╭─ EXERCISE MATERIALS

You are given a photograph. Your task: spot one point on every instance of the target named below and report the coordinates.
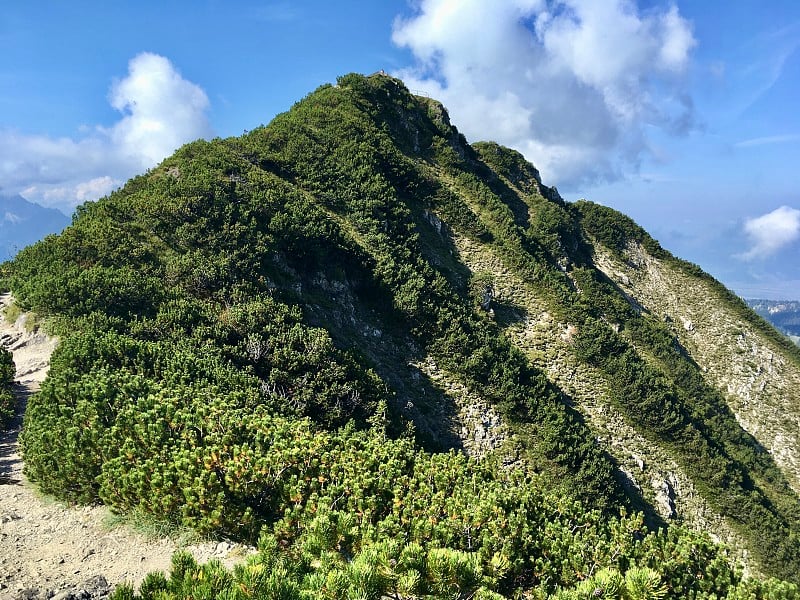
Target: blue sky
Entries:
(682, 115)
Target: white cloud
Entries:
(768, 140)
(161, 111)
(770, 233)
(573, 84)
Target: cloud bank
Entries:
(575, 85)
(160, 112)
(771, 233)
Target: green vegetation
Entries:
(237, 327)
(7, 371)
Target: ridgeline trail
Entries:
(48, 549)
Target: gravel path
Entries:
(47, 549)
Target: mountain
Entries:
(406, 366)
(22, 223)
(783, 314)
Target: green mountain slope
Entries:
(281, 335)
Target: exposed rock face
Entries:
(762, 388)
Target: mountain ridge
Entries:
(23, 223)
(358, 259)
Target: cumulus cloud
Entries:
(573, 84)
(160, 112)
(770, 233)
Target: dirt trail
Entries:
(48, 550)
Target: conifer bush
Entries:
(7, 372)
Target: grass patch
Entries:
(153, 528)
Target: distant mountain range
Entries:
(783, 314)
(295, 336)
(22, 223)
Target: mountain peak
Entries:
(355, 283)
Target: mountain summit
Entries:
(406, 364)
(22, 223)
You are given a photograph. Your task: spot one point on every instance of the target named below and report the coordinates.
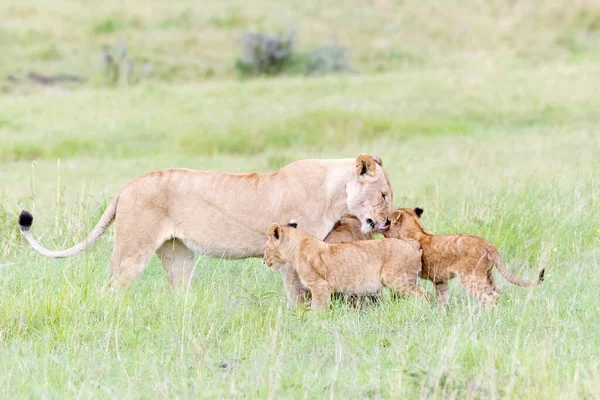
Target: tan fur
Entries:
(356, 267)
(177, 212)
(347, 229)
(471, 258)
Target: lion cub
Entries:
(355, 267)
(471, 258)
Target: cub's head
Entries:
(405, 223)
(369, 194)
(276, 252)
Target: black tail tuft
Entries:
(25, 220)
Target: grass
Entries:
(495, 133)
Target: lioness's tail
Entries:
(26, 220)
(505, 272)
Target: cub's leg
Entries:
(295, 291)
(478, 286)
(490, 279)
(321, 294)
(442, 293)
(404, 284)
(178, 262)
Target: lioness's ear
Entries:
(274, 232)
(365, 165)
(377, 159)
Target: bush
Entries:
(265, 54)
(271, 55)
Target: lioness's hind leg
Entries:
(127, 264)
(178, 262)
(442, 293)
(481, 289)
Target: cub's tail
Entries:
(26, 220)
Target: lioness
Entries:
(471, 258)
(175, 212)
(347, 229)
(355, 267)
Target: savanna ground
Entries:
(486, 113)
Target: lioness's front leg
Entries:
(296, 293)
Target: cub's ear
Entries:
(274, 232)
(293, 223)
(377, 159)
(365, 165)
(396, 216)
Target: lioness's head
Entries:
(406, 224)
(369, 194)
(277, 252)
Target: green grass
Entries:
(486, 115)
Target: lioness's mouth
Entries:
(379, 227)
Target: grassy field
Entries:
(496, 133)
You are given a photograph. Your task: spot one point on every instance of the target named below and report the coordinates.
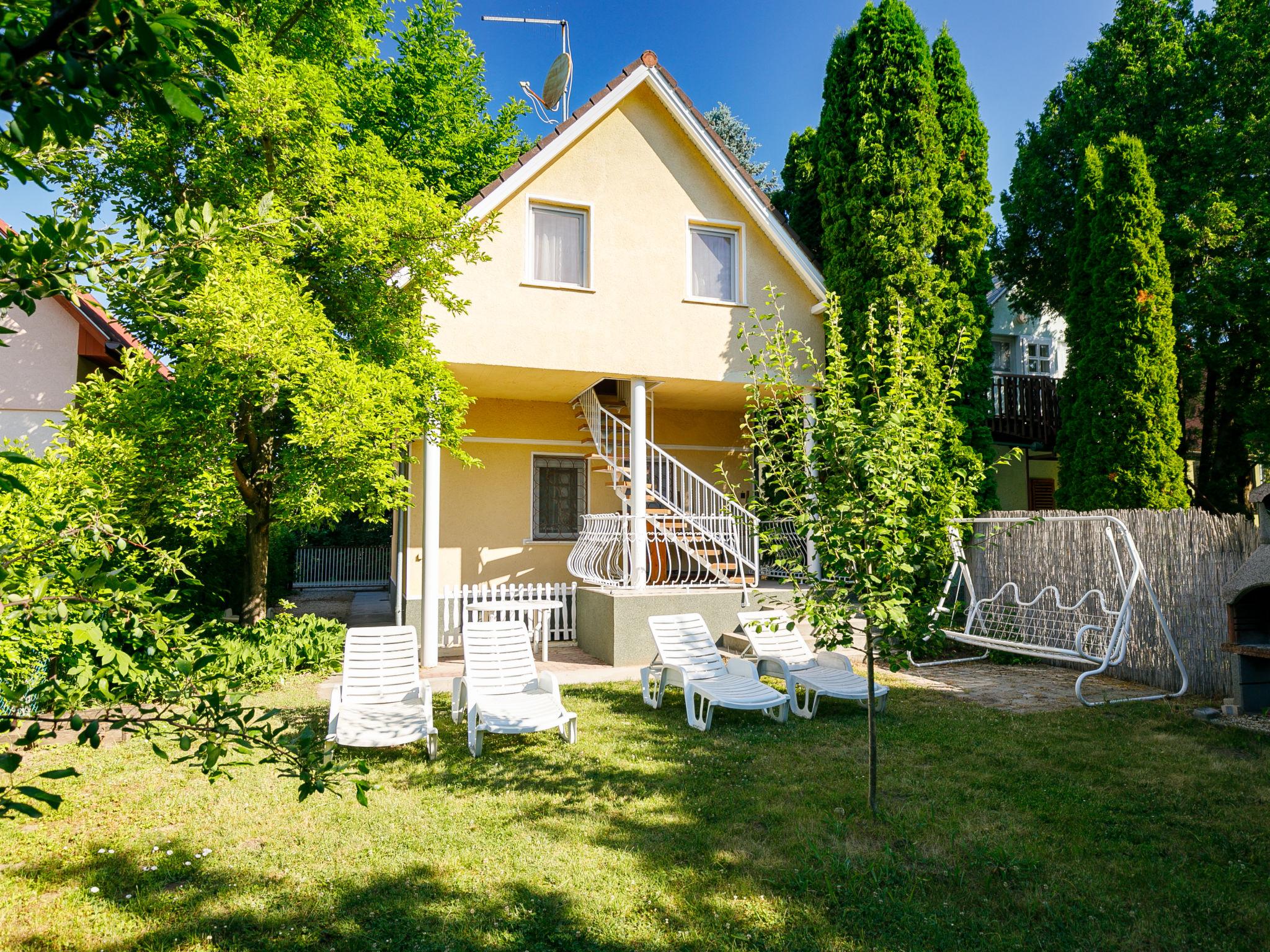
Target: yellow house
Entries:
(601, 350)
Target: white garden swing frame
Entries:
(1088, 631)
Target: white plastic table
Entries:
(538, 610)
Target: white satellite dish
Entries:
(553, 87)
(559, 79)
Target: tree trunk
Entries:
(255, 569)
(873, 730)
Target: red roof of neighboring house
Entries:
(100, 335)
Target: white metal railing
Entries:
(699, 507)
(675, 553)
(562, 624)
(342, 568)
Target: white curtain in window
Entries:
(713, 266)
(558, 245)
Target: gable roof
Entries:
(648, 70)
(102, 337)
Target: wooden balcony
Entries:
(1024, 410)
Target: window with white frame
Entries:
(559, 496)
(1039, 357)
(1002, 356)
(714, 263)
(558, 245)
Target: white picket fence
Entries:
(562, 624)
(342, 568)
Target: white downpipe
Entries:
(813, 559)
(431, 551)
(639, 482)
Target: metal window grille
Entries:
(559, 496)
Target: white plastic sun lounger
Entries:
(502, 691)
(781, 653)
(380, 701)
(687, 658)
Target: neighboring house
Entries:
(55, 348)
(601, 330)
(1029, 356)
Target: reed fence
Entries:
(1188, 555)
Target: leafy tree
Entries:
(1191, 88)
(301, 368)
(430, 104)
(962, 247)
(100, 601)
(735, 135)
(797, 198)
(1121, 431)
(63, 68)
(876, 487)
(881, 154)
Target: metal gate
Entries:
(342, 568)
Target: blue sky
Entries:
(766, 60)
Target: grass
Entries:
(1133, 827)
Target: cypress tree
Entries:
(879, 154)
(798, 200)
(962, 248)
(1119, 436)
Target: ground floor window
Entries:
(559, 496)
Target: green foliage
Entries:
(1119, 438)
(962, 248)
(798, 198)
(874, 488)
(259, 655)
(735, 135)
(1191, 87)
(102, 602)
(881, 154)
(64, 65)
(430, 104)
(301, 364)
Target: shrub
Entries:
(262, 654)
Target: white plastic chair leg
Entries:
(653, 682)
(569, 730)
(458, 700)
(807, 706)
(780, 714)
(699, 708)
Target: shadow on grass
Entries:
(1124, 828)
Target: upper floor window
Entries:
(1039, 357)
(558, 245)
(714, 263)
(1002, 356)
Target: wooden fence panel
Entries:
(1188, 555)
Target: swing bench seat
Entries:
(1089, 631)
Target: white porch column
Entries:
(431, 550)
(813, 559)
(639, 483)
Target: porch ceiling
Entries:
(500, 382)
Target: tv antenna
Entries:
(559, 79)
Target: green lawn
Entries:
(1127, 828)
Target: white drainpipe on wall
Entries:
(431, 551)
(639, 483)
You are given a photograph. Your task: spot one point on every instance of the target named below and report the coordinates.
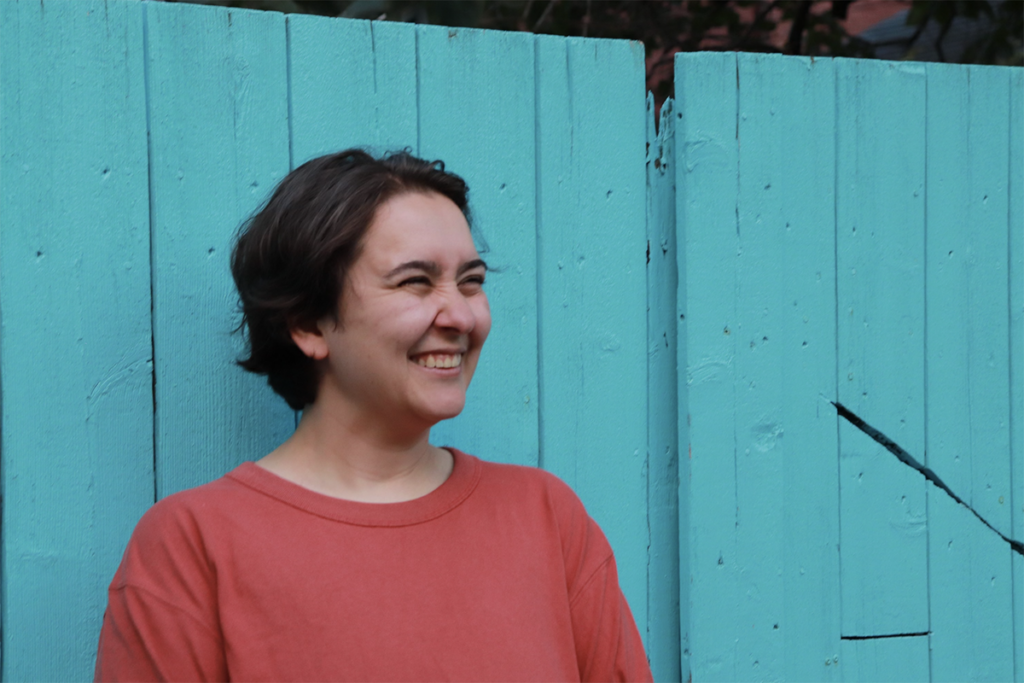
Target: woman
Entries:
(356, 551)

╰─

WHAT IS BEING ASKED
Repeat all of the data above word for word, leaving out the pictures.

ANSWER FOR THE TASK
You are given a photograph. Your task: spot one point on every instance of the target named below and report the coordinates.
Target: blue sky
Entries:
(682, 115)
Target: white cloud
Entries:
(768, 140)
(161, 111)
(770, 233)
(573, 84)
Target: cloud bank
Entries:
(575, 85)
(160, 112)
(771, 233)
Target: green vegetation
Entries:
(237, 327)
(7, 371)
Target: ridgeline trail
Entries:
(48, 549)
Target: gravel path
Entries:
(47, 549)
Target: mountain
Entries:
(406, 366)
(22, 223)
(783, 314)
Target: green mountain slope
Entries:
(281, 335)
Target: exposed rock face
Entries:
(762, 388)
Target: mountain ridge
Entries:
(23, 223)
(358, 259)
Target: cumulus cloud
Entries:
(573, 84)
(160, 112)
(770, 233)
Target: dirt trail
Entries:
(48, 550)
Target: conifer bush
Entries:
(7, 372)
Target: grass patch
Entries:
(153, 528)
Target: distant mountain range
Entries:
(783, 314)
(295, 336)
(22, 223)
Target: mountain peak
Entries:
(355, 283)
Target: mountain summit
Entries:
(406, 364)
(22, 223)
You are given a photograph. Your task: spot one point on every instance of the target named below and report the coordinates.
Target: tan fur
Entries:
(356, 267)
(177, 212)
(347, 229)
(471, 258)
Target: lion cub
Entries:
(355, 267)
(471, 258)
Target: cub's head
Entries:
(405, 223)
(369, 194)
(276, 252)
Target: black tail tuft
Entries:
(25, 220)
Target: grass
Entries:
(495, 133)
Target: lioness's tail
Entries:
(26, 220)
(505, 272)
Target: cub's leg
Entries:
(295, 291)
(478, 286)
(490, 279)
(321, 294)
(442, 293)
(404, 284)
(178, 262)
Target: lioness's ear
Entries:
(274, 232)
(365, 165)
(377, 159)
Target: bush
Entries:
(265, 54)
(271, 55)
Target: lioness's hind leg
Entries:
(127, 264)
(178, 262)
(442, 293)
(481, 289)
Target: cub's tail
Entries:
(26, 220)
Target: lioness
Entries:
(471, 258)
(175, 212)
(347, 229)
(355, 267)
Target: savanna ground
Entries:
(486, 113)
Target: lioness's front leg
Entries:
(296, 293)
Target: cub's ear
Entries:
(274, 232)
(293, 223)
(377, 159)
(365, 165)
(396, 216)
Target: lioness's head
Entries:
(406, 224)
(369, 194)
(277, 252)
Target: green grass
Entries:
(486, 115)
Target: lioness's mouth
Entries:
(379, 227)
Target: grassy field
Entries:
(496, 133)
You are given a photograph. Your task: spot one point on every instance of the target named below and report the coordinates.
Target: yellow house
Entries:
(601, 350)
Target: white garden swing frame
Entries:
(1088, 631)
Target: white plastic table
Entries:
(538, 610)
Target: white satellite dish
Entries:
(553, 87)
(559, 79)
Target: tree trunk
Entries:
(255, 569)
(873, 730)
Target: red roof of neighboring house
Entries:
(100, 335)
Target: white metal railing
Entries:
(699, 507)
(675, 553)
(562, 624)
(342, 568)
Target: white curtain in window
Entries:
(713, 266)
(558, 245)
Target: gable roof
Entries:
(648, 70)
(102, 337)
Target: wooden balcony
Entries:
(1024, 410)
Target: window with white frame
Entries:
(559, 496)
(1039, 357)
(1002, 356)
(714, 263)
(558, 245)
Target: white picket fence
Entries:
(562, 624)
(342, 568)
Target: white downpipe
Entries:
(813, 559)
(431, 551)
(639, 482)
Target: metal window grille
Entries:
(559, 496)
Target: white plastic sun lounger
Entries:
(502, 691)
(781, 653)
(380, 701)
(687, 658)
Target: neighboring house
Entries:
(55, 348)
(601, 330)
(1029, 356)
Target: reed fence
Entries:
(1188, 555)
Target: leafy tree
Entries:
(1191, 88)
(301, 368)
(430, 104)
(962, 247)
(100, 601)
(735, 135)
(797, 198)
(1121, 431)
(63, 68)
(876, 487)
(881, 154)
Target: metal gate
Entries:
(342, 568)
Target: blue sky
Entries:
(766, 60)
Target: grass
Entries:
(1133, 827)
Target: cypress tree
Entries:
(879, 154)
(798, 200)
(962, 248)
(1119, 436)
Target: ground floor window
Entries:
(559, 496)
Target: green foliage
Entries:
(1119, 438)
(962, 248)
(798, 198)
(874, 488)
(259, 655)
(735, 135)
(1191, 87)
(102, 602)
(881, 154)
(64, 65)
(430, 104)
(301, 364)
Target: shrub
Entries:
(262, 654)
Target: white plastic chair leg
Entries:
(653, 682)
(569, 730)
(458, 700)
(807, 706)
(780, 714)
(699, 708)
Target: shadow on grass
Entries:
(1124, 828)
Target: upper floor window
Entries:
(1039, 357)
(558, 245)
(714, 263)
(1002, 356)
Target: wooden fence panel
Entries:
(1188, 555)
Target: swing bench seat
Entries:
(1089, 631)
Target: white porch column
Entries:
(431, 550)
(813, 559)
(639, 483)
Target: porch ceiling
Entries:
(500, 382)
Target: tv antenna
Entries:
(559, 79)
Target: green lawn
Entries:
(1127, 828)
Target: white drainpipe on wall
Entries:
(431, 551)
(639, 483)
You are given a photograph. Your task: spot one point on every instance of the target named below and report the coordinates.
Target: woman
Entries:
(356, 551)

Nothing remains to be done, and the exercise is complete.